Add profiling and documentation for dfs phase by jdconrad · Pull Request #90536 · elastic/elasticsearch

jdconrad · 2022-09-29T19:55:22Z

This change adds profiling statistics for the dfs phase that look like the following:

{
    ...
    "dfs" : {
        "statistics" : {
            "type" : "statistics",
            "description" : "collect term statistics",
            "time_in_nanos" : 236955,
            "breakdown" : {
                "term_statistics" : 4815,
                "collection_statistics" : 27081,
                "collection_statistics_count" : 1,
                "create_weight" : 153278,
                "term_statistics_count" : 1,
                "rewrite_count" : 0,
                "create_weight_count" : 1,
                "rewrite" : 0
            }
        }
    }
    ...
}

This change also adds documentation for both the above dfs phase profiling and kNN profiling.

Closes #89713

github-actions · 2022-09-29T19:55:35Z

Documentation preview:

✨ Changed pages

elasticsearchmachine · 2022-09-29T19:55:46Z

Pinging @elastic/es-search (Team:Search)

elasticsearchmachine · 2022-09-29T19:58:14Z

Hi @jdconrad, I've created a changelog YAML for you.

nik9000 · 2022-09-29T22:46:22Z

docs/reference/search/profile.asciidoc

+As an example, let's first setup an index with multiple shards and index
+a pair of documents with different values on a keyword field.
+
+[source,console]


If you do [source,console,id=profile_dfs] this'll name the yaml test it makes and make an invisible but linkable anchor tag in the docs. I've been naming everything lately because it makes the error messages when the test fails nicer.

nik9000 · 2022-09-29T22:49:20Z

docs/reference/search/profile.asciidoc

+    ...
+}
+--------------------------------------------------
+// NOTCONSOLE


You can make this [source,console-result] with a bit of hacking to replace the .... Something like

// TESTRESPONSE[s/: \{\.\.\.\}/: $body.$_path/] // TESTRESPONSE[s/: (\-)?[0-9]+/: $body.$_path/]

might do it, depending on how much you are willing to fight with the test generator. The advantage of doing this is that it'll fail if the names of the results change so it'll force us to keep at least the json keys up to date.

@nik9000 Thank you for walking me through and creating the appropriate test responses with me!

nik9000 · 2022-09-29T22:51:11Z

docs/reference/search/profile.asciidoc

+[[profiling-knn]]
+===== Profiling kNN
+
+A k-nearest neighbor (kNN) search runs as part of the dfs phase. To


Maybe should link to <<approximate-knn>>?

nik9000 · 2022-09-29T22:52:35Z

docs/reference/search/profile.asciidoc

 ordinals (an internal data structure used to speed up search).
 - Profiling statistics are currently not available for suggestions,
-highlighting, `dfs_query_then_fetch`.
+highlighting


Could you remove highlighting as well? Profiling is available for highlighting as part of the fetch phase work I did a while back. I just never noticed this line.

Task set |
a: In the dfs phase profiling pull request thread, which issue number does the change close?
b: Extend the dfs phase profiling pull request thread past its last comment.

Data section |
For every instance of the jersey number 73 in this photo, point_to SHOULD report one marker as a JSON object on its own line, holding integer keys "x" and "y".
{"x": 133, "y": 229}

Task responses |
a: #89713

b:
rest-api-spec/src/yamlRestTest/resources/rest-api-spec/test/search/370_profile.yml

nik9000 · 2022-09-29T22:54:05Z

rest-api-spec/src/yamlRestTest/resources/rest-api-spec/test/search/370_profile.yml

+  - is_true: profile.shards.0.dfs.statistics.breakdown
+  - match: { profile.shards.1.dfs.statistics.type: "statistics" }
+  - match: { profile.shards.1.dfs.statistics.description: "collect term statistics" }
+  - gt: { profile.shards.1.dfs.statistics.time_in_nanos: 0 }


I think asserting that both shards have time > 0 relies on the hashing of the _ids landing on different shards, right? Maybe worth a comment, but ok, I guess.

Could this cause test flakes though, in cases where all docs happen to be hashed to the same shard?

My understanding is which shards the docs are on shouldn't matter as we still need to hit each shard to collect dfs information, so each shard will have a dfs profile even if no info is ultimately aggregated. (Am I missing some caching or shard skipping in this case?)

I have updated the test to change/add the following:

changed gt to gte for time_in_nanos

updated the test to add a no documents case where we still expect to get dfs profile info

updated the test to add a single document case where we still expect to get dfs profile info

updated the test to add a three document case where two share the same keyword and we still expect to get dfs profile info

updated the test to ensure we get no profile info if search type is query_then_fetch

👍 this makes sense. For me maybe we don't need both tests (3) and (4) since having the same keyword shouldn't affect shard routing, or whether we use DFS?

I removed 3 and 4 since they are extraneous as you mentioned.

nik9000 · 2022-09-29T22:55:43Z

server/src/main/java/module-info.java

    opens org.elasticsearch.common.logging to org.apache.logging.log4j.core;

+    exports org.elasticsearch.search.profile.dfs;
+


What's this bit for? Should this be in alphabetic order?

Not sure why spotless didn't pick this up. I moved it to the appropriate location and it mimics the behavior of the rest of the of profile package to allow for other modules to use these classes.

server/src/main/java/org/elasticsearch/search/profile/SearchProfileDfsPhaseResult.java

nik9000 · 2022-09-29T23:01:07Z

server/src/main/java/org/elasticsearch/search/profile/dfs/DfsProfiler.java

+        QueryProfileShardResult queryProfileShardResult = profiledVectorQuery
+            ? new QueryProfileShardResult(queryProfiler.getTree(), queryProfiler.getRewriteTime(), queryProfiler.getCollector())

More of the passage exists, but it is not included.